* **Source material**:
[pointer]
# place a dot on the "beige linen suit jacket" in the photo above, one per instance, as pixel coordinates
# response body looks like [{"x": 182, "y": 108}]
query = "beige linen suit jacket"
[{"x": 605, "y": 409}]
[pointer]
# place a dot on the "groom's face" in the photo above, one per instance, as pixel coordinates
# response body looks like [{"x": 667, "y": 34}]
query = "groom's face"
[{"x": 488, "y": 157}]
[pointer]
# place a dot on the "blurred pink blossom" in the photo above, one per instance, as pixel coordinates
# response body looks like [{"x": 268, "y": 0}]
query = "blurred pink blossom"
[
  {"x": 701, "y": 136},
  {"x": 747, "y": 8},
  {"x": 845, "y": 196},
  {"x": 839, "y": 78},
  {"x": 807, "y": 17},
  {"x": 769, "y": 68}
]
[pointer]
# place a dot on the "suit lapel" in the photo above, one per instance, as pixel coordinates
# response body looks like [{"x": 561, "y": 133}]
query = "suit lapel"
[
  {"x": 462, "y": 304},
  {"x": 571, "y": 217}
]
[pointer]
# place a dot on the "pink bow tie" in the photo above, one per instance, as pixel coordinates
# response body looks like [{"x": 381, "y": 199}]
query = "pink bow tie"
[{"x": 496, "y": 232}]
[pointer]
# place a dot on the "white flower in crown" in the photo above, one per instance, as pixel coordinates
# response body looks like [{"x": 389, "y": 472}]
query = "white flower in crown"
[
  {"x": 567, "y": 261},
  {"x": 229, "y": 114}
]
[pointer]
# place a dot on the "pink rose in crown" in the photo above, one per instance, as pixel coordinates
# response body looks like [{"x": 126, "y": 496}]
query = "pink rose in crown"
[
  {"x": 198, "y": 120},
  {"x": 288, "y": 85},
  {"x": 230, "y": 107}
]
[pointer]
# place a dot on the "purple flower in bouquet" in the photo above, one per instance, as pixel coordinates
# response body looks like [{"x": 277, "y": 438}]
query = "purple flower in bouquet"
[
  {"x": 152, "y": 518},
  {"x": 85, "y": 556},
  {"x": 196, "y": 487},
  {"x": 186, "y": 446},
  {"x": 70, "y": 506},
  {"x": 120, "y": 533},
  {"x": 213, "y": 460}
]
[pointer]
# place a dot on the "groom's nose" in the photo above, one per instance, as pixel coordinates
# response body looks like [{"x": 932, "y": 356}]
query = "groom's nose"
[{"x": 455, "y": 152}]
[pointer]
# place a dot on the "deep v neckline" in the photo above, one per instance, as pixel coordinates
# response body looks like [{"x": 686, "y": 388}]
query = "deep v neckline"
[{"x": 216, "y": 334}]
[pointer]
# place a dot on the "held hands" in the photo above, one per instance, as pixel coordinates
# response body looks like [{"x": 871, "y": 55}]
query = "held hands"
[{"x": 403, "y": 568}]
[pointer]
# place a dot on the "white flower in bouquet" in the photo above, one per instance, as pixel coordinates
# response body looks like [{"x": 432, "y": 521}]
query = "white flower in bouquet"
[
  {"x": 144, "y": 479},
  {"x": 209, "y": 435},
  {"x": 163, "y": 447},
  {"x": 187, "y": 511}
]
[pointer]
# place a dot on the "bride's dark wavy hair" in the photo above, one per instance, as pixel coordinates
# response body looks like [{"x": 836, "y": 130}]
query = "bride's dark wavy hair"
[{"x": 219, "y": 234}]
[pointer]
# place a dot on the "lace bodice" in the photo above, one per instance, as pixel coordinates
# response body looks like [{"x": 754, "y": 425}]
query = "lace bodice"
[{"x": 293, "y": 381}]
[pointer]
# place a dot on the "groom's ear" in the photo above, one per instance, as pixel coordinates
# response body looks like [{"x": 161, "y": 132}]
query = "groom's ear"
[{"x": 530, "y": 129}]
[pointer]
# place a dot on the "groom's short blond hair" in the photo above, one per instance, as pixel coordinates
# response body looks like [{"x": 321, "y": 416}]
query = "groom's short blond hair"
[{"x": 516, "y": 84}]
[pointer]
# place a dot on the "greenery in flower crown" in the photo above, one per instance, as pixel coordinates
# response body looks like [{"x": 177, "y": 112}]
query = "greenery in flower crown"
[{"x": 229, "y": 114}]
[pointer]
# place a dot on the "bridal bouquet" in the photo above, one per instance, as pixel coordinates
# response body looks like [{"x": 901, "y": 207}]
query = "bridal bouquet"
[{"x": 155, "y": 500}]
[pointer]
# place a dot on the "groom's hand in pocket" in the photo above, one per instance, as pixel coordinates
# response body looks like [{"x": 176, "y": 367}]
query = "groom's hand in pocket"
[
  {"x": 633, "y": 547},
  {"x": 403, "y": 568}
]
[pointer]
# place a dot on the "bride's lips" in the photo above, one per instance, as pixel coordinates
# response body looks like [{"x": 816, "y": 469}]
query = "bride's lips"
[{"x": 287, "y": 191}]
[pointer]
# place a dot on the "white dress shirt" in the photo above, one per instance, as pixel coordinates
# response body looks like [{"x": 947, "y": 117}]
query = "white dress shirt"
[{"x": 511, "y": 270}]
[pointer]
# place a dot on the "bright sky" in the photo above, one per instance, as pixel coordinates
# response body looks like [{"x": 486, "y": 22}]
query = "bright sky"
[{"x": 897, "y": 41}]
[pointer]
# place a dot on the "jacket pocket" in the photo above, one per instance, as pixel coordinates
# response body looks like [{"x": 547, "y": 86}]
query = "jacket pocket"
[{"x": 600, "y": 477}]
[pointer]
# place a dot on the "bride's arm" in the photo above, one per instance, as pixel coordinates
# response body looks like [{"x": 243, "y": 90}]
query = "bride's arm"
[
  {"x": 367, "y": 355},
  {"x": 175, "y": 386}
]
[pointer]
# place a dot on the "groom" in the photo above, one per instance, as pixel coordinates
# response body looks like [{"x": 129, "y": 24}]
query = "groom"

* **About this exercise**: Write down the full listing again, exactly.

* **Written solution**:
[pointer]
# place a dot on the "beige linen suit jacket" in the photo above, one per instance, as pixel coordinates
# response body looks like [{"x": 182, "y": 108}]
query = "beige linen suit jacket"
[{"x": 605, "y": 409}]
[pointer]
# place a dot on the "groom's face" in the photo above, one per instance, as pixel coordinates
# response body looks like [{"x": 667, "y": 34}]
query = "groom's face"
[{"x": 488, "y": 157}]
[pointer]
# place a dot on the "blurred pink blossom" in the photo above, one per instance, as pixel coordinates
# response body looks like [{"x": 268, "y": 0}]
query = "blurred pink blossom"
[
  {"x": 701, "y": 136},
  {"x": 747, "y": 8},
  {"x": 845, "y": 196},
  {"x": 839, "y": 78},
  {"x": 807, "y": 17},
  {"x": 769, "y": 68}
]
[pointer]
# place a dot on the "suit lapel" in the photo above, one per instance, as pixel coordinates
# response body looks like [{"x": 561, "y": 133}]
query = "suit lapel"
[
  {"x": 462, "y": 304},
  {"x": 571, "y": 217}
]
[pointer]
# place a dot on the "pink bow tie" in the photo above, one per instance, as pixel coordinates
# response body looks like [{"x": 381, "y": 199}]
query = "pink bow tie"
[{"x": 496, "y": 232}]
[pointer]
# place a dot on the "white flower in crown" in the photo above, one per instance, as pixel coordinates
# response body looks like [{"x": 389, "y": 472}]
query = "white flower in crown"
[
  {"x": 567, "y": 261},
  {"x": 229, "y": 114}
]
[pointer]
# place a dot on the "pink rose in crown" in the photo above, one per instance, as pixel coordinates
# response body looks like [{"x": 126, "y": 496}]
query = "pink rose in crown"
[
  {"x": 198, "y": 120},
  {"x": 288, "y": 85},
  {"x": 230, "y": 107}
]
[pointer]
# place a dot on the "purple flower in bouquet" in the photo above, one per instance, as pixel coordinates
# response body looks like [{"x": 277, "y": 438}]
query = "purple flower in bouquet"
[
  {"x": 152, "y": 518},
  {"x": 85, "y": 556},
  {"x": 196, "y": 487},
  {"x": 186, "y": 446},
  {"x": 70, "y": 506},
  {"x": 120, "y": 533},
  {"x": 213, "y": 460}
]
[pointer]
# place a dot on the "groom's nose" in the photo above, one per instance, as pixel coordinates
# response body looks like [{"x": 932, "y": 356}]
query = "groom's nose"
[{"x": 455, "y": 152}]
[pointer]
# place a dot on the "deep v neckline" in the photo above, one per instance, as pixel coordinates
# response body looks like [{"x": 686, "y": 388}]
query = "deep v neckline"
[{"x": 216, "y": 334}]
[pointer]
# place a dot on the "held hands" in the photo above, one per instance, as pixel coordinates
# response body looks like [{"x": 871, "y": 55}]
query = "held hands"
[{"x": 403, "y": 568}]
[pointer]
# place a dot on the "white flower in bouquet" in the photo above, one per instance, as pixel coordinates
# response body looks like [{"x": 432, "y": 521}]
query = "white flower in bouquet"
[
  {"x": 144, "y": 479},
  {"x": 209, "y": 435},
  {"x": 163, "y": 447},
  {"x": 187, "y": 511}
]
[pointer]
# place a dot on the "bride's dark wavy hair" in the photo above, one per instance, as pixel coordinates
# response body looks like [{"x": 836, "y": 130}]
query = "bride's dark wavy hair"
[{"x": 219, "y": 234}]
[pointer]
# place a dot on the "lace bodice" in the photo above, one per instance, as pixel coordinates
# response body looks like [{"x": 754, "y": 425}]
query = "lace bodice"
[{"x": 293, "y": 381}]
[pointer]
# place a dot on the "groom's ear" in the photo above, one per instance, as pixel coordinates
# response body looks like [{"x": 161, "y": 132}]
query = "groom's ear"
[{"x": 530, "y": 129}]
[pointer]
# place a dot on the "groom's short blond hair" in the photo above, one per instance, as pixel coordinates
# response body looks like [{"x": 321, "y": 416}]
query = "groom's short blond hair"
[{"x": 516, "y": 84}]
[pointer]
# place a dot on the "greenery in flower crown" in the photo above, one per instance, as pixel coordinates
# response body looks like [{"x": 177, "y": 112}]
query = "greenery in flower crown"
[{"x": 229, "y": 114}]
[pointer]
# place a dot on the "bridal bouquet" in the photo above, one per instance, as pixel coordinates
# response body looks like [{"x": 901, "y": 207}]
query = "bridal bouquet"
[{"x": 155, "y": 500}]
[pointer]
# place a dot on the "groom's hand in pocket" in the photo above, one per instance, as pixel coordinates
# response body looks like [{"x": 176, "y": 367}]
query = "groom's hand in pocket"
[
  {"x": 633, "y": 547},
  {"x": 403, "y": 568}
]
[pointer]
# place a dot on the "bride's lips" in the photo above, one per instance, as pixel coordinates
# response body looks like [{"x": 816, "y": 469}]
query = "bride's lips"
[{"x": 287, "y": 191}]
[pointer]
# place a dot on the "white dress shirt" in the photo above, one per instance, as pixel coordinates
# response body looks like [{"x": 947, "y": 117}]
query = "white dress shirt"
[{"x": 511, "y": 270}]
[pointer]
# place a dot on the "bright sky" in the photo above, one per instance, as pixel coordinates
# response body looks like [{"x": 486, "y": 22}]
query = "bright sky"
[{"x": 897, "y": 41}]
[pointer]
# place a dot on the "jacket pocket" in the photo above, one per instance, as pixel coordinates
# response body looks like [{"x": 547, "y": 86}]
query = "jacket pocket"
[{"x": 600, "y": 477}]
[pointer]
# place a dot on the "bride's arm" in the photo above, one per instance, as pixel coordinates
# response body looks like [{"x": 243, "y": 90}]
query = "bride's arm"
[
  {"x": 367, "y": 355},
  {"x": 175, "y": 386}
]
[pointer]
# place a dot on the "groom" in the photo above, one per instance, as pixel coordinates
# response body looks like [{"x": 129, "y": 24}]
query = "groom"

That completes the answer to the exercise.